◆ AUFGABE 1:
Wählen Sie aus der unten stehenden Auflistung jede Zeile aus, die das Wort „flower“ enthält, und geben Sie diese Zeilen unverändert wieder.

◆ TEXTAUSZUG:
■ ■ ■ ■ ■
Auch Marton Dardai hat in den vergangenen Monaten, wie Linus Gechter, wenig gespielt. In der vergangenen Saison hatte er immer wieder mit Verletzungen zu kämpfen. Nur zwei Mal stand der 20-Jährigen daher in der Rückrunde bei Herthas Profis in der Startelf.
Auch zu Beginn dieser Spielzeit war Dardai zunächst außen vor, weil er nach der vergangenen Saison noch für die deutsche U-21-Nationalmannschaft im Einsatz war und daher mit Verspätung in die Vorbereitung eingestiegen ist. Den Rückstand hat er inzwischen aufgeholt. In den jüngsten beiden Bundesligaspielen wurde er jeweils eingewechselt. „Er ist jetzt wirklich voll auf dem Dampfer“, sagt Sandro Schwarz.
■ ■ ■ ■ ■
Gespeicherte Einträge:
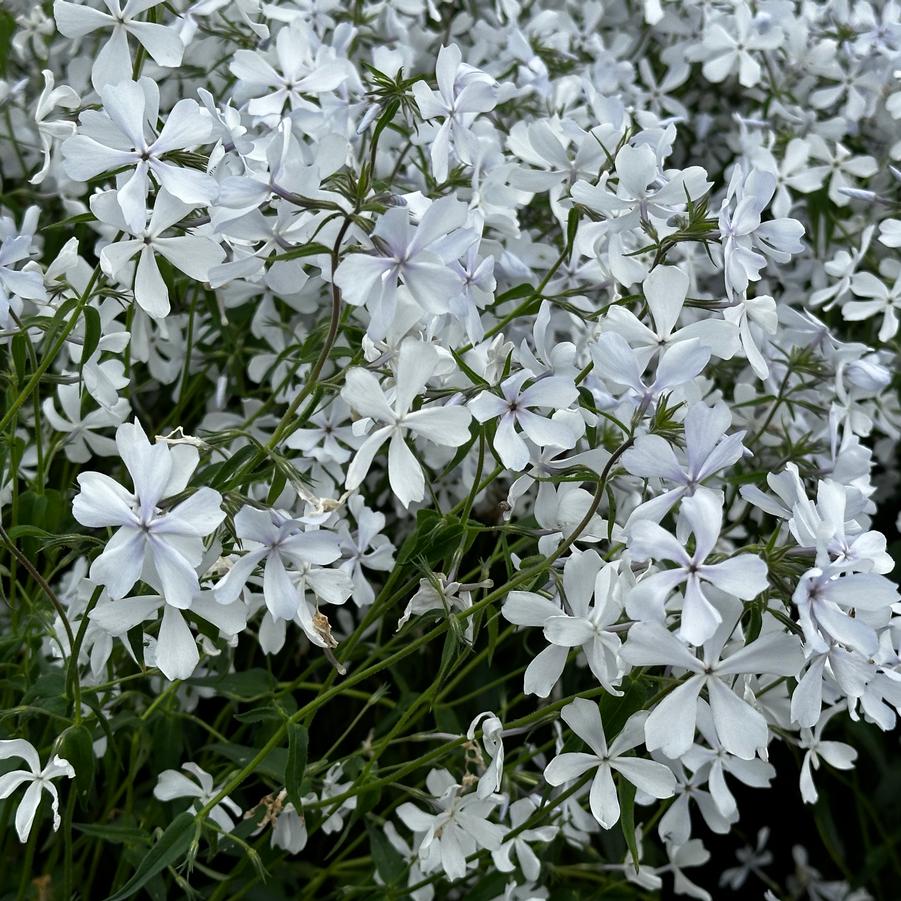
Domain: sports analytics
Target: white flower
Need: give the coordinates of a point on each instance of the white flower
(743, 576)
(744, 234)
(443, 425)
(169, 541)
(458, 829)
(118, 137)
(463, 92)
(493, 740)
(881, 298)
(175, 652)
(616, 363)
(302, 70)
(171, 785)
(665, 290)
(191, 254)
(39, 780)
(515, 408)
(708, 450)
(518, 850)
(113, 62)
(653, 778)
(55, 130)
(271, 537)
(418, 257)
(837, 754)
(740, 728)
■ ■ ■ ■ ■
◆ AUFGABE 2:
Fassen Sie den Textauszug über Marton Dardai in zwei Sätzen zusammen.

◆ MUSTERLÖSUNG 1:
Target: white flower
Need: give the coordinates of a point on each instance of the white flower

◆ MUSTERLÖSUNG 2:
In der vergangenen Saison hatte Marton Dardai immer wieder mit Verletzungen zu kämpfen, und zu Beginn dieser Spielzeit war er zunächst außen vor, weil er nach seinem Einsatz für die deutsche U-21-Nationalmannschaft verspätet in die Vorbereitung eingestiegen war. Inzwischen hat er den Rückstand aufgeholt, wurde in den jüngsten beiden Bundesligaspielen jeweils eingewechselt und ist laut Sandro Schwarz „jetzt wirklich voll auf dem Dampfer“.